Here are the records. Print them all exactly.
Start of Task data
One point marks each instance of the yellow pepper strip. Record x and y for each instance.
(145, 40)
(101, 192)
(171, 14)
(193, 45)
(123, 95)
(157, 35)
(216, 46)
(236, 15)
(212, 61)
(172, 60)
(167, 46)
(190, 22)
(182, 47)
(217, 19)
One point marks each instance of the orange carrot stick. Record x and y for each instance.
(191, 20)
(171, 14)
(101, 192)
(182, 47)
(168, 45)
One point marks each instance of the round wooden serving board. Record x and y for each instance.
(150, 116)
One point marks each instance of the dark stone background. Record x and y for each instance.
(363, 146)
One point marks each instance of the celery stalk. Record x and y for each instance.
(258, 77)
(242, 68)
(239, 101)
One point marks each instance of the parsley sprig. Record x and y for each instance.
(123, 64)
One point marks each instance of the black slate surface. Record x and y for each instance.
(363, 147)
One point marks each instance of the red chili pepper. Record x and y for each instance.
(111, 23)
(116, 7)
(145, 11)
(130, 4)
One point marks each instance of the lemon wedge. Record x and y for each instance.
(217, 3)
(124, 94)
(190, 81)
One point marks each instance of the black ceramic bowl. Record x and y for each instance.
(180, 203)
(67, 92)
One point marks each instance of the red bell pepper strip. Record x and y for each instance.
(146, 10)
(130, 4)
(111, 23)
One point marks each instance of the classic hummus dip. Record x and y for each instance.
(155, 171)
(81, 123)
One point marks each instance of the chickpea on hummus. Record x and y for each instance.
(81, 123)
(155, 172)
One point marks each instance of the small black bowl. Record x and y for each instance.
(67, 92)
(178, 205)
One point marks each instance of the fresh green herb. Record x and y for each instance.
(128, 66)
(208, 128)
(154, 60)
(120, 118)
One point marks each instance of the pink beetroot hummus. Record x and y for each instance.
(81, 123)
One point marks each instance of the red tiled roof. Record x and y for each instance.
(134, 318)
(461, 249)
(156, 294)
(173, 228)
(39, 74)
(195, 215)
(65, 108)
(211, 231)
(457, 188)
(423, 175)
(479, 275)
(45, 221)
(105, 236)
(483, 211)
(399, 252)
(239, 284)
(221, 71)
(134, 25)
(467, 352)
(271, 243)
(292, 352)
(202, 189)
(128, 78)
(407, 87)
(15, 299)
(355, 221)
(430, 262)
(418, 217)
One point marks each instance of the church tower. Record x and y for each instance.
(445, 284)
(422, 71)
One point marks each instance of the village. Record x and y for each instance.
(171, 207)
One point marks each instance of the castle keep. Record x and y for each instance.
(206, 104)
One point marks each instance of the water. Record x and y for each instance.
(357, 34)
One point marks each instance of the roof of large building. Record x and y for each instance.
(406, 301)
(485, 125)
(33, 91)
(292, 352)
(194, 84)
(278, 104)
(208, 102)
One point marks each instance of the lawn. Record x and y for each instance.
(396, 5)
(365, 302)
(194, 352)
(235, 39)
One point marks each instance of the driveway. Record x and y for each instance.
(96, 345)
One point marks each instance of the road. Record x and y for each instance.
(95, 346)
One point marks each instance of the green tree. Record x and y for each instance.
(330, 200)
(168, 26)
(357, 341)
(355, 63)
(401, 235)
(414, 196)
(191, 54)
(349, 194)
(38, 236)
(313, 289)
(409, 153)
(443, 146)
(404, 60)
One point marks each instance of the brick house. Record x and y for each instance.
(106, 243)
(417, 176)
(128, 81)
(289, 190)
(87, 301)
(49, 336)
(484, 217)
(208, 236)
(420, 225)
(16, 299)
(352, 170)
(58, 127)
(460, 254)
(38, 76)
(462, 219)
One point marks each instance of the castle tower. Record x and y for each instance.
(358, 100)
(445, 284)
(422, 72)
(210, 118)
End of Task data
* **Result below**:
One point marks each instance of the yellow pepper strip. Record x and y for each instance.
(145, 40)
(101, 192)
(171, 14)
(193, 45)
(123, 95)
(157, 35)
(216, 46)
(236, 15)
(212, 61)
(172, 60)
(167, 46)
(190, 22)
(182, 47)
(217, 19)
One point marks each instance of the orange carrot stick. Record x and y for each instance.
(191, 20)
(171, 14)
(101, 192)
(182, 47)
(168, 45)
One point marks each instance of the round wooden serving board. Record x and y for each instance.
(150, 116)
One point marks each instance of the dark stone background. Record x and y for each instance.
(363, 146)
One point marks each instance of the celery stalk. Record x and y for each instance.
(258, 77)
(242, 68)
(239, 101)
One point marks each instance of the parsley sprig. Record x and y for each instance.
(123, 64)
One point marks each instance of the black slate surface. Record x and y for each instance.
(363, 147)
One point marks each instance of the red chili pepper. Record x and y for each instance.
(111, 23)
(116, 7)
(145, 11)
(130, 4)
One point marks each instance of the lemon wedge. Record x and y for each instance.
(217, 3)
(124, 94)
(190, 81)
One point marks each instance of the black ceramic bowl. Record x and y for each instance.
(180, 203)
(67, 92)
One point marks each instance of the red bell pepper strip. Record x and y for each instance.
(146, 10)
(130, 4)
(111, 23)
One point marks each instance of the classic hummus dip. Record x and y for each instance.
(155, 171)
(81, 123)
One point marks each instance of the chickpea on hummus. Record x and y for each instance.
(81, 123)
(155, 172)
One point marks each instance of the small black bowl. Record x and y for each instance.
(67, 92)
(178, 205)
One point marks each instance of the fresh green herb. Record x and y for each instance.
(128, 66)
(208, 128)
(154, 60)
(120, 118)
One point marks each instance of the pink beetroot hummus. Record x and y for each instance.
(81, 123)
One point marks each instance of the red tiled roof. Record x and y for each instance.
(134, 318)
(461, 249)
(156, 294)
(173, 228)
(39, 74)
(195, 215)
(65, 108)
(211, 231)
(457, 188)
(423, 175)
(479, 275)
(45, 221)
(105, 236)
(483, 211)
(399, 252)
(239, 284)
(221, 71)
(134, 25)
(467, 352)
(271, 243)
(292, 352)
(202, 189)
(128, 78)
(407, 87)
(15, 299)
(355, 221)
(430, 262)
(418, 217)
One point marks each instance of the church tower. Record x and y for each instance.
(445, 284)
(422, 71)
One point marks each instance of the village. Record x and y for each instance.
(171, 207)
One point marks each instance of the castle keep. Record x and y for each instance.
(206, 104)
One point marks each instance of the water. Record x and y for each instance.
(357, 34)
One point marks each instance of the roof of large building. Record x and y for each instance.
(406, 301)
(485, 125)
(33, 91)
(292, 352)
(194, 84)
(278, 104)
(208, 102)
One point marks each instance of the lawn. Record x and y for each instance.
(396, 5)
(365, 302)
(194, 352)
(235, 39)
One point marks each instance of the driveway. Record x and y for each instance.
(96, 345)
One point marks each instance of the road. Record x and y for each instance.
(95, 346)
One point marks each instance of the green tree. Record x and y for each instance.
(330, 200)
(168, 26)
(357, 341)
(355, 63)
(401, 235)
(414, 196)
(191, 54)
(349, 194)
(38, 236)
(313, 289)
(409, 153)
(443, 146)
(404, 60)
One point marks each instance of the brick house. Record x and y for each instance.
(106, 243)
(417, 176)
(128, 81)
(289, 190)
(87, 301)
(49, 336)
(484, 217)
(208, 236)
(420, 225)
(16, 299)
(352, 170)
(58, 127)
(460, 254)
(38, 76)
(462, 219)
One point marks each instance of the castle tower. Record x and y for each instance.
(358, 100)
(445, 284)
(422, 72)
(210, 118)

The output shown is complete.